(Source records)
____
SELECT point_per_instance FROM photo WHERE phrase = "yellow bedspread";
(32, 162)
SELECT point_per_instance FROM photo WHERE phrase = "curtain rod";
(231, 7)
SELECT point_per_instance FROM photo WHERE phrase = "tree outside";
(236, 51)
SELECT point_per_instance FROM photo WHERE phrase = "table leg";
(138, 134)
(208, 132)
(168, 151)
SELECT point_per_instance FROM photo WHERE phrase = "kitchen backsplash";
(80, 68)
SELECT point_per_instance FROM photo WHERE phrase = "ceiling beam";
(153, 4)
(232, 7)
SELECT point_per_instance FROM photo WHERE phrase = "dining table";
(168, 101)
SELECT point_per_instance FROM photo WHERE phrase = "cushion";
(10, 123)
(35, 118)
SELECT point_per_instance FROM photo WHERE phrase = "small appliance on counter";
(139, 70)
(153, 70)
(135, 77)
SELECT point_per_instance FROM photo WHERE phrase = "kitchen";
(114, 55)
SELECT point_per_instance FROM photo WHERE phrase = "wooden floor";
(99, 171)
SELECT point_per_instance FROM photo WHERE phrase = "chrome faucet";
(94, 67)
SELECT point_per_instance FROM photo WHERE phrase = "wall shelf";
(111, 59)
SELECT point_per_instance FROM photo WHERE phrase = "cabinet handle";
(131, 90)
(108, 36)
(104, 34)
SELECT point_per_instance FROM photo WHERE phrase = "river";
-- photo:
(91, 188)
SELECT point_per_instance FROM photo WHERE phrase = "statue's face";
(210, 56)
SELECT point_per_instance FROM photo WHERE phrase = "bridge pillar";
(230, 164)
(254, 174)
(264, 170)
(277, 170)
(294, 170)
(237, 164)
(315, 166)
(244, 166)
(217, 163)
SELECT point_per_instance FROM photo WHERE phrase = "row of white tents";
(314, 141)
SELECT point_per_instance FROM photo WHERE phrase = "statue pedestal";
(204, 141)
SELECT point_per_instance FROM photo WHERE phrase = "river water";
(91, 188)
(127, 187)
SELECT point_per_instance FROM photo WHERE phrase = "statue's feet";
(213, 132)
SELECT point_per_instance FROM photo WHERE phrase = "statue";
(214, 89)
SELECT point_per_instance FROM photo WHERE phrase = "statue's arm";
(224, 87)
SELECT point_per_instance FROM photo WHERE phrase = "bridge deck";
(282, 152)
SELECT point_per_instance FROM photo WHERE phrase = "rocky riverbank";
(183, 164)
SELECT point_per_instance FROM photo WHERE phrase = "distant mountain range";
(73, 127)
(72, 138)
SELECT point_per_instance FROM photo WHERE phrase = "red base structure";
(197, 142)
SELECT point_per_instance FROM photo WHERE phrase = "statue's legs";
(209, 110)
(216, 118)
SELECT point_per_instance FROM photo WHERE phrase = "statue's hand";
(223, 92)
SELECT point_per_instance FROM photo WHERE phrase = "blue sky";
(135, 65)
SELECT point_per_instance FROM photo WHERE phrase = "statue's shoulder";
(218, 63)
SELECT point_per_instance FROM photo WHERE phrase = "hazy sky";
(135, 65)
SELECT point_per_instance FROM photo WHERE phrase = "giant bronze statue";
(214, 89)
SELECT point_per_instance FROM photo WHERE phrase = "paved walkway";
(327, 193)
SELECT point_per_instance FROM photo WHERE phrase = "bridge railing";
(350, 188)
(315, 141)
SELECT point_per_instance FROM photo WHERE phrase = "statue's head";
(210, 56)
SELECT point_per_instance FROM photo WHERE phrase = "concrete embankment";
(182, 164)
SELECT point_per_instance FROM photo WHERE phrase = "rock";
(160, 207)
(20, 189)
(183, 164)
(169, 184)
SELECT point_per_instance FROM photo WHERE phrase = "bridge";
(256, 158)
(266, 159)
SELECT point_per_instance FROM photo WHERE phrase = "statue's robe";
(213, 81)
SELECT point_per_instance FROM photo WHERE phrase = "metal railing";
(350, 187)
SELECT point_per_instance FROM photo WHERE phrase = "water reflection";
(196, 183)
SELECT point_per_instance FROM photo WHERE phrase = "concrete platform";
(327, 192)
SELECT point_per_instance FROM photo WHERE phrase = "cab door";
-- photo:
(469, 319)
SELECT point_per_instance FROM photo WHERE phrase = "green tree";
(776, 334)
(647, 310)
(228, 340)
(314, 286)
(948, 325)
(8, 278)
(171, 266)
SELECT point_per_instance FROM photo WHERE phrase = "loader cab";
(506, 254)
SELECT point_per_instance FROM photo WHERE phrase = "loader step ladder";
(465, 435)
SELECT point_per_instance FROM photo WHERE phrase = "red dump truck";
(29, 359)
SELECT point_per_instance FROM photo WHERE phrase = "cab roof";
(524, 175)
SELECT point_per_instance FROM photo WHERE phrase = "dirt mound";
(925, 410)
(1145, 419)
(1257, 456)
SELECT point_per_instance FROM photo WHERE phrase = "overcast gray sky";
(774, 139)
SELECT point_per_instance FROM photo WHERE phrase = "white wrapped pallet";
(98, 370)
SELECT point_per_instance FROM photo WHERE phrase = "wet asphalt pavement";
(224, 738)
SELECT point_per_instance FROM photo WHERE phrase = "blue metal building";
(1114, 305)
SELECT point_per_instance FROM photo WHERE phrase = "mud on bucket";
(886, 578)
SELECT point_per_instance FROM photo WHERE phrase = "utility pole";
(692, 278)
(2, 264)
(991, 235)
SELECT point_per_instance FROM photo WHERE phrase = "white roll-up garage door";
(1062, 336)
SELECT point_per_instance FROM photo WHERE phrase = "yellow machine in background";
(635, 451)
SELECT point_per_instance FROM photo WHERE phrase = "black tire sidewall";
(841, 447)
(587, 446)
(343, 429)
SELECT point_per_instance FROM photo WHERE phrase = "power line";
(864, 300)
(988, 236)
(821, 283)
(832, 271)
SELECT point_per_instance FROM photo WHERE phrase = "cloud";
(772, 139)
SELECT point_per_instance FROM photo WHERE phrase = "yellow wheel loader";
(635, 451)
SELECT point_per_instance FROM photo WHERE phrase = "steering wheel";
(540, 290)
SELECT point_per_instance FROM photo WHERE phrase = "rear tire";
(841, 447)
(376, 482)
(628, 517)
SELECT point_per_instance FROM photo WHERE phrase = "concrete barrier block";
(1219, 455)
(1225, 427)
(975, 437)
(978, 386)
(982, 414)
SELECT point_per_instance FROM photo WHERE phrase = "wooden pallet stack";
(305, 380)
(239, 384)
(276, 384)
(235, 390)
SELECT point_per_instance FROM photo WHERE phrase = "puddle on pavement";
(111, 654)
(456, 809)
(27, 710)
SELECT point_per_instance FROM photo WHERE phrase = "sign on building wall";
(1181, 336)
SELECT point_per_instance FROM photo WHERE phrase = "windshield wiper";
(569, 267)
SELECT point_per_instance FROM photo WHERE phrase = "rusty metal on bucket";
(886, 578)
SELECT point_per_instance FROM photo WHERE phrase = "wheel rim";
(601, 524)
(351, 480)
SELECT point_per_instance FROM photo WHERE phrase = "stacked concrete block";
____
Exercise directions:
Take the entries above and transcribe them in full.

Completed task:
SELECT point_per_instance FROM photo WHERE phrase = "yellow bedspread";
(32, 162)
SELECT point_per_instance FROM photo WHERE phrase = "curtain rod";
(231, 7)
SELECT point_per_instance FROM photo WHERE phrase = "tree outside";
(236, 51)
SELECT point_per_instance FROM photo WHERE phrase = "table leg";
(138, 134)
(208, 132)
(168, 151)
SELECT point_per_instance FROM photo WHERE phrase = "kitchen backsplash";
(80, 68)
SELECT point_per_instance FROM photo WHERE phrase = "ceiling beam";
(153, 4)
(232, 7)
SELECT point_per_instance FROM photo WHERE phrase = "dining table";
(168, 101)
SELECT point_per_instance FROM photo WHERE phrase = "cushion";
(10, 123)
(35, 118)
SELECT point_per_instance FROM photo WHERE phrase = "small appliance on counter";
(139, 70)
(153, 70)
(135, 77)
SELECT point_per_instance FROM photo WHERE phrase = "kitchen";
(114, 55)
SELECT point_per_instance FROM photo WHERE phrase = "wooden floor";
(99, 171)
SELECT point_per_instance FROM photo WHERE phrase = "chrome faucet";
(94, 67)
SELECT point_per_instance FROM photo WHERE phrase = "wall shelf";
(111, 59)
SELECT point_per_instance FROM photo WHERE phrase = "cabinet handle";
(131, 90)
(108, 36)
(104, 34)
SELECT point_per_instance FROM photo WHERE phrase = "river";
-- photo:
(91, 188)
SELECT point_per_instance FROM photo WHERE phrase = "statue's face";
(210, 56)
SELECT point_per_instance FROM photo WHERE phrase = "bridge pillar";
(230, 164)
(254, 174)
(264, 170)
(277, 170)
(294, 170)
(237, 164)
(315, 166)
(244, 166)
(217, 163)
SELECT point_per_instance FROM photo WHERE phrase = "row of white tents";
(314, 141)
SELECT point_per_instance FROM photo WHERE phrase = "statue pedestal";
(204, 141)
SELECT point_per_instance FROM photo WHERE phrase = "river water";
(91, 188)
(127, 187)
SELECT point_per_instance FROM photo WHERE phrase = "statue's feet";
(213, 132)
SELECT point_per_instance FROM photo WHERE phrase = "statue";
(214, 89)
SELECT point_per_instance FROM photo WHERE phrase = "statue's arm";
(224, 87)
SELECT point_per_instance FROM photo WHERE phrase = "bridge deck";
(282, 152)
SELECT point_per_instance FROM photo WHERE phrase = "rocky riverbank";
(183, 164)
SELECT point_per_instance FROM photo WHERE phrase = "distant mountain range";
(73, 127)
(72, 138)
SELECT point_per_instance FROM photo WHERE phrase = "red base structure";
(197, 142)
SELECT point_per_instance FROM photo WHERE phrase = "statue's legs";
(209, 110)
(216, 118)
SELECT point_per_instance FROM photo WHERE phrase = "statue's hand";
(223, 92)
SELECT point_per_instance FROM photo WHERE phrase = "blue sky";
(135, 65)
SELECT point_per_instance FROM photo WHERE phrase = "statue's shoulder";
(218, 63)
SELECT point_per_instance FROM photo WHERE phrase = "hazy sky";
(135, 65)
SELECT point_per_instance FROM photo WHERE phrase = "giant bronze statue";
(214, 89)
SELECT point_per_instance FROM photo WHERE phrase = "paved walkway";
(327, 193)
SELECT point_per_instance FROM photo WHERE phrase = "bridge railing";
(350, 188)
(315, 141)
SELECT point_per_instance FROM photo WHERE phrase = "statue's head";
(210, 56)
SELECT point_per_instance FROM photo WHERE phrase = "concrete embankment";
(182, 164)
SELECT point_per_instance FROM photo WHERE phrase = "rock";
(160, 207)
(20, 189)
(183, 164)
(169, 184)
SELECT point_per_instance FROM photo WHERE phrase = "bridge";
(256, 158)
(266, 159)
SELECT point_per_instance FROM photo WHERE phrase = "statue's robe";
(213, 81)
SELECT point_per_instance FROM photo WHERE phrase = "metal railing";
(350, 187)
SELECT point_per_instance FROM photo WHERE phrase = "water reflection";
(196, 183)
SELECT point_per_instance FROM photo WHERE phrase = "concrete platform";
(327, 192)
SELECT point_per_instance FROM photo WHERE phrase = "cab door";
-- photo:
(469, 319)
SELECT point_per_instance FROM photo WHERE phrase = "green tree";
(776, 334)
(647, 310)
(228, 340)
(314, 286)
(948, 325)
(8, 278)
(171, 266)
SELECT point_per_instance FROM photo WHERE phrase = "loader cab";
(506, 254)
SELECT point_per_instance FROM photo WHERE phrase = "loader step ladder";
(465, 435)
SELECT point_per_instance FROM photo WHERE phrase = "red dump truck";
(29, 359)
SELECT point_per_instance FROM photo WHERE phrase = "cab roof";
(524, 175)
SELECT point_per_instance FROM photo WHERE phrase = "dirt mound";
(925, 410)
(1145, 419)
(1257, 456)
SELECT point_per_instance FROM photo WHERE phrase = "overcast gray sky";
(774, 139)
SELECT point_per_instance FROM photo WHERE phrase = "white wrapped pallet";
(98, 370)
SELECT point_per_instance FROM photo WHERE phrase = "wet asphalt pavement";
(224, 738)
SELECT point_per_instance FROM photo WHERE phrase = "blue metal building";
(1114, 305)
SELECT point_per_instance FROM photo WHERE phrase = "mud on bucket";
(886, 578)
SELECT point_per_instance FROM photo WHERE phrase = "utility pole";
(692, 278)
(2, 264)
(991, 235)
SELECT point_per_instance FROM photo WHERE phrase = "white roll-up garage door";
(1062, 336)
SELECT point_per_instance FROM photo WHERE phrase = "yellow machine in background";
(635, 451)
SELECT point_per_instance FROM photo WHERE phrase = "black tire sidewall";
(841, 447)
(587, 446)
(343, 429)
SELECT point_per_instance FROM photo WHERE phrase = "power line";
(864, 300)
(988, 236)
(821, 283)
(832, 271)
SELECT point_per_instance FROM photo WHERE phrase = "cloud";
(772, 139)
SELECT point_per_instance FROM photo WHERE phrase = "yellow wheel loader";
(635, 451)
SELECT point_per_instance FROM photo WHERE phrase = "steering wheel";
(540, 290)
SELECT point_per_instance FROM photo WHERE phrase = "rear tire";
(841, 447)
(376, 482)
(628, 517)
SELECT point_per_instance FROM photo WHERE phrase = "concrete barrier block";
(1219, 455)
(1225, 427)
(975, 437)
(978, 386)
(982, 414)
SELECT point_per_instance FROM photo WHERE phrase = "wooden pallet stack";
(305, 380)
(239, 384)
(276, 384)
(235, 390)
SELECT point_per_instance FROM photo WHERE phrase = "puddle on pavement";
(111, 654)
(456, 809)
(27, 710)
SELECT point_per_instance FROM photo WHERE phrase = "sign on building wall";
(1181, 336)
SELECT point_per_instance FROM photo WHERE phrase = "windshield wiper";
(569, 267)
SELECT point_per_instance FROM photo WHERE phrase = "rusty metal on bucket";
(886, 578)
SELECT point_per_instance FROM photo WHERE phrase = "wheel rim";
(601, 524)
(351, 480)
SELECT point_per_instance FROM photo WHERE phrase = "stacked concrete block";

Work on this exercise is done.